§ **Document section**:
□ □ □ □ □ □ □
Written by Luc Geeraert and the CAM-Cancer Consortium.
Updated July 9, 2014

Intravenous high-dose vitamin C

Is it safe?

Adverse events

Vitamin C itself is essentially non-toxic. In general, adverse events after high-dose intravenous vitamin C were mild, and consistent with side effects occurring due to rapid infusion of any high-osmolarity solution, and were preventable by drinking fluids before and during the infusion.1,35,38


Patients with glucose 6-phosphate dehydrogenase deficiency were found to be at risk to experience haemolysis (breakdown of red blood cells) following administration of high doses of vitamin C.53,54 Therefore patients should be screened for this metabolic deficiency before initiation of therapy.

Oxalic acid is an end product of metabolic oxidation of vitamin C. Oxalate nephropathy has been reported after administration of intravenous vitamin C in subjects with renal dysfunction.55-57 However, in people with normal renal function, the risk of oxalate crystallization in the kidney was not increased.58 Therefore, high-dose intravenous vitamin C is contraindicated in people with renal dysfunction, and a history of kidney stones should be reviewed.

Another concern is life-threatening bleeding (haemorrhage) and rapid necrosis of tumours.59 Authors therefore advised gradual increase of intravenous vitamin C whilst monitoring the patient.


As vitamin C at physiological concentrations has antioxidant properties, it is conceivable that it may attenuate the anti-cancer activity of therapies generating increased reactive oxygen species, e.g. radiation and some chemotherapeutics.
□ □ □ □ □ □ □
§ **Data to examine**:
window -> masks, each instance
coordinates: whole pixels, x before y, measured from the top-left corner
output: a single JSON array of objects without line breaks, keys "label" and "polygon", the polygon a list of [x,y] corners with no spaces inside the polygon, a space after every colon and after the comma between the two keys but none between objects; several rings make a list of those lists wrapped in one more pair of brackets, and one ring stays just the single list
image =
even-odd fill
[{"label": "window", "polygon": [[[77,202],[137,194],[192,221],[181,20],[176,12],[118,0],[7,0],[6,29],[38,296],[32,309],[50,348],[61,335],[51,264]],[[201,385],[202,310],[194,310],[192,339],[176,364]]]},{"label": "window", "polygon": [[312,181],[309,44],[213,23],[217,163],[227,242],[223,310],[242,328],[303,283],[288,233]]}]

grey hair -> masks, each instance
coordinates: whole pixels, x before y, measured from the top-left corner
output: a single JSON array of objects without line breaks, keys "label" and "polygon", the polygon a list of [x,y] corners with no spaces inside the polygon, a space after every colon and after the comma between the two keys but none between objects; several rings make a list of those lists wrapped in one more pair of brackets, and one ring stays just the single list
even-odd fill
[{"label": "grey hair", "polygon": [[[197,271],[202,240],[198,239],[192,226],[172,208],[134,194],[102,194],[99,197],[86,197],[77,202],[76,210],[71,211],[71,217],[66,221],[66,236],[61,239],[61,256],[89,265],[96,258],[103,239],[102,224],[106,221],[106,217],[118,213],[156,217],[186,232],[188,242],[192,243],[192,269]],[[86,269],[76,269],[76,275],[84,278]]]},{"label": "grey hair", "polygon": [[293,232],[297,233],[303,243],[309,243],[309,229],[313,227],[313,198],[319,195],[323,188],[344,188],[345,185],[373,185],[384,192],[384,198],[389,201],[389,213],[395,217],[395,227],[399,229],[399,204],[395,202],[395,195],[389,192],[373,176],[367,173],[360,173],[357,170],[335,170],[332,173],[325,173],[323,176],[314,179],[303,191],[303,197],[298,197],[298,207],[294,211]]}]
□ □ □ □ □ □ □
§ **What you need to do**:
(A) Translate this sentence from the section on intravenous high-dose vitamin C into Spanish: "Vitamin C itself is essentially non-toxic."
(B) Write the next part of the section on intravenous high-dose vitamin C, starting after its last sentence.

§ **Results of the exercise**:
(A) La vitamina C en sí es esencialmente no tóxica.

(B)
Several studies on interactions of vitamin C and anti-cancer therapies have been performed, both in vitro and in vivo.36-37,60-68 Vitamin C was found to reinforce the action of radiation and several chemotherapeutics, while it has no influence or even diminishes the effects of other chemotherapeutics. In this respect, the results of Heaney et al. are worth mentioning.69 When comparing the therapeutic efficacy of a range of anticancer agents in cell lines and tumour-bearing mice with and without pretreatment with dehydroascorbic acid (the oxidized form of vitamin C), it was found that the latter caused a dose-dependent reduction of cytotoxicity; however, later studies questioned the relevance of these findings when using pharmacological concentrations of vitamin C.63 Also, several studies showed that vitamin C could abrogate the effects of bortezomib when taken simultaneously.70

In conclusion, negative interactions may occur when adding vitamin C to conventional anti-cancer therapy, making the conventional therapy less potent.